** START SUPPLIED TEXT **
# Bomber command plane you would fly.



## d_bader (Sep 7, 2005)

If you were a pilot in bomber command and you were given the choice of a plane to fly, which plane would you use?


----------



## FLYBOYJ (Sep 7, 2005)

The Mossie - I would of wanted to live after the war if placed in that situation. I think the Mossie gave the best chance of survival!!!!


----------



## evangilder (Sep 7, 2005)

Yep, Mossie for me too. Great aircraft!


----------



## d_bader (Sep 7, 2005)

I think the lancaster might run away with this so I've gone for the mossie one of the best planes of the war.


----------



## d_bader (Sep 7, 2005)

If anyone wants to add data such as payloads, go ahead.


----------



## d_bader (Sep 7, 2005)

Hey evangilder and flyboyj howcome not the lanc?


----------



## Erich (Sep 7, 2005)

the Mossie without doubt. the only effective to craft to settle the score would be the Me 262.

The Lancaster and Halifax were night fighter dog food............till wars end


----------



## evangilder (Sep 7, 2005)

d_bader said:


> Hey evangilder and flyboyj howcome not the lanc?



Yet, you said you voted for the Mossie.  The Lanc was a great and capable bomber, no doubt, but if I wanted better odds for survival, the Mossie is the obvious choice. Fast, manueverable and durable, the Mossie fulfilled many roles very well.


----------



## d_bader (Sep 7, 2005)

evanglider I was tryin 2 get some interesting conversations going.


----------



## d_bader (Sep 7, 2005)

The lanc has always been the bomber people think about and with everyone votin 4 the mossie I was trying to see if anyone had any other ideas.
** END SUPPLIED TEXT **
▸ **GIVEN TASK**
Reproduce word for word the part of the Bomber Command thread starting with "The Mossie - I" and going on through "too. Great aircraft!". The lines that come after the thread have nothing to do with this.
** START COLLECTED DATA **
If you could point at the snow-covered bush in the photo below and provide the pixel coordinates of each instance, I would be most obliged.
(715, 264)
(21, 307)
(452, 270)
** END COLLECTED DATA **
▸ **ANSWER IN FULL**
The Mossie - I would of wanted to live after the war if placed in that situation. I think the Mossie gave the best chance of survival!!!!


----------



## evangilder (Sep 7, 2005)

Yep, Mossie for me too. Great aircraft!